### Text for analysis
*** Begin section ***
A Multiassessment and Multiprofessional Agents Approach for Medical Chatbot Risk Estimation: Development and Evaluation Study | JoVE Visualize

Area of Science:

Artificial Intelligence in Healthcare
Natural Language Processing
Risk Assessment Methodologies

Background:

Assessing AI chatbot responses in medical, ethical, and legal domains is crucial for safe healthcare applications.
Current large language models (LLMs) lack specialized domain knowledge for accurate risk assessment.
Existing ensemble methods struggle to resolve disagreements, leading to misclassification and risk assessment challenges.

Purpose of the Study:

To design, develop, and evaluate a synergistic multi-assessment (MA) and multiprofessional agents (MPA) approach for chatbot risk assessment.
To improve the accuracy and reliability of risk estimation in AI-driven healthcare interactions.
*** End section ***
### Provided records
*** Begin section ***
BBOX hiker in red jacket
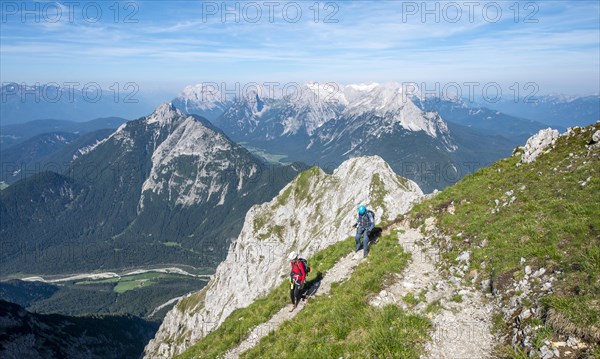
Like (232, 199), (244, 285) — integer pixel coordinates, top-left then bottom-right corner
(288, 252), (306, 312)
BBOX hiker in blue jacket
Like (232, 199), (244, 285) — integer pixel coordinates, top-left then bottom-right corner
(354, 205), (375, 258)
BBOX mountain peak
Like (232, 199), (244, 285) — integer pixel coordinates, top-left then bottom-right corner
(146, 102), (185, 125)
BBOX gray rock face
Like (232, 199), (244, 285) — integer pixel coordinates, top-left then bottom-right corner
(521, 128), (559, 163)
(145, 156), (423, 359)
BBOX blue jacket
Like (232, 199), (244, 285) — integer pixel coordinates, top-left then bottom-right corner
(356, 211), (375, 231)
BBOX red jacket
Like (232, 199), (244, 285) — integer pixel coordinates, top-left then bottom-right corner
(290, 259), (306, 283)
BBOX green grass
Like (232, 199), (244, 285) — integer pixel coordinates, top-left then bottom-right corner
(241, 235), (431, 358)
(410, 124), (600, 341)
(177, 238), (354, 358)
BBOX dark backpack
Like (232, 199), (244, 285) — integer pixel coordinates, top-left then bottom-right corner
(298, 258), (312, 274)
(367, 209), (375, 225)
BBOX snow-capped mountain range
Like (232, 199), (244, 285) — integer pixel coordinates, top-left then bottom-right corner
(0, 104), (301, 274)
(178, 82), (448, 142)
(177, 82), (486, 192)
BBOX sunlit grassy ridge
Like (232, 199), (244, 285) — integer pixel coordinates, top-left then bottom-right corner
(242, 235), (431, 358)
(411, 124), (600, 342)
(177, 238), (354, 358)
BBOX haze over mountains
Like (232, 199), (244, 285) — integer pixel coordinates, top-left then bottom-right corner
(0, 82), (598, 359)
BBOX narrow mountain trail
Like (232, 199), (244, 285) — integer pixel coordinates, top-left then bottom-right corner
(370, 222), (494, 359)
(224, 250), (362, 359)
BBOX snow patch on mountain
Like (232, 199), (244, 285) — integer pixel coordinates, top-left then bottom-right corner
(73, 136), (110, 160)
(344, 83), (448, 138)
(145, 156), (423, 359)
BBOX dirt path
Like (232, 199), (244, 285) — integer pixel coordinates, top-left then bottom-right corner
(225, 251), (362, 359)
(371, 228), (494, 359)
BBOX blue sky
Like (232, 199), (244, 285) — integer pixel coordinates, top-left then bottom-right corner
(0, 0), (600, 94)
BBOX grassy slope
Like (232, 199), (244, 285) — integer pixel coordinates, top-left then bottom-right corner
(178, 235), (430, 358)
(178, 238), (354, 358)
(411, 124), (600, 350)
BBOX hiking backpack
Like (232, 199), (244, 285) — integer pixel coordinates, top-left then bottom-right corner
(298, 258), (312, 275)
(367, 209), (375, 225)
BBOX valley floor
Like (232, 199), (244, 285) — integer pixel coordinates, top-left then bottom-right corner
(225, 223), (494, 359)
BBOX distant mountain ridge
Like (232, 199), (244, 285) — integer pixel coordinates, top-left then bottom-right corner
(0, 104), (303, 274)
(0, 82), (152, 126)
(173, 82), (516, 192)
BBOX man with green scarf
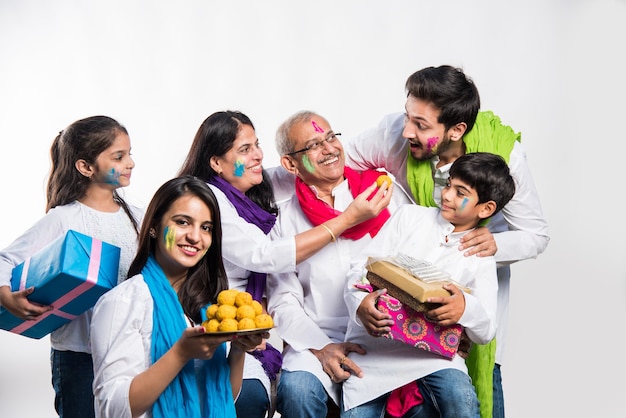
*** End section ***
### Activities
**a.** In the summary of the medical chatbot risk study, what do current large language models lack for accurate risk assessment?
**b.** List every area of science that the summary of the medical chatbot risk study assigns to the work.

### Expected outputs
**a.** Specialized domain knowledge.

**b.** Artificial Intelligence in Healthcare; Natural Language Processing; Risk Assessment Methodologies